EXERCISE REQUIREMENTS:
a – According to the campaign spending passage, how much has Club for Growth Action spent to influence races this cycle?
b – List every group that the campaign spending passage says made outside spending for or against a candidate.
c – Repeat the campaign spending passage word for word, starting with "Winegarner’s main source" and going on through "and agriculture interests.".

PROVIDED PASSAGE:

☆ ☆ ☆

Club for Growth Action spent more than $301,000 on behalf of Jackson’s candidacy. The influential group that supports fiscal conservatives has spent $13 million to exert influence in more than 30 races this cycle. Miles of Greatness Fund, a single-candidate super PAC funded by Texas donors, has spent nearly $498,000 backing Jackson.
Winegarner’s main source of outside spending and contributions comes from livestock and agricultural interests, rather than groups united in conservative ideology.
Ag Together PAC has spent nearly $238,000 on behalf of Winegarner’s campaign, including an additional $137,000 opposing Jackson. The major source of funding for Ag Together came from Winegarner’s former employer, the Texas Cattle Feeders Association, and its affiliates. His campaign has also received more than $309,000 in donations from livestock and agriculture interests.
Winegarner has also been supported by the Texas Farm Bureau with more than $113,000 in outside spending.
Support from the livestock and agriculture industries, though, has put Winegarner under the spotlight for his time as a lobbyist. Jackson has unleashed a barrage of attacks throughout the campaign, referencing the times Winegarner opposed Trump administration initiatives when he was still a lobbyist in 2017, Texas Scorecard reported.
Winegarner has attacked Jackson as a carpetbagger who only decided to run for Congress after withdrawing his nomination as Secretary of Veterans Affairs. The move by Winegarner’s campaign came under scrutiny from veterans in the district, and Jackson said he would not apologize for his military service or wanting to serve veterans in that post before running for Congress.

☆ ☆ ☆

COLLECTED DATA:

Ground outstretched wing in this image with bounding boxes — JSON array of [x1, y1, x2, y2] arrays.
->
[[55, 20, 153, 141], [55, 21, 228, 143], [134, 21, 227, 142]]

☆ ☆ ☆

SOLUTIONS:
a – $13 million

b – Club for Growth Action, Miles of Greatness Fund, Ag Together PAC, Texas Farm Bureau

c –
Winegarner’s main source of outside spending and contributions comes from livestock and agricultural interests, rather than groups united in conservative ideology.
Ag Together PAC has spent nearly $238,000 on behalf of Winegarner’s campaign, including an additional $137,000 opposing Jackson. The major source of funding for Ag Together came from Winegarner’s former employer, the Texas Cattle Feeders Association, and its affiliates. His campaign has also received more than $309,000 in donations from livestock and agriculture interests.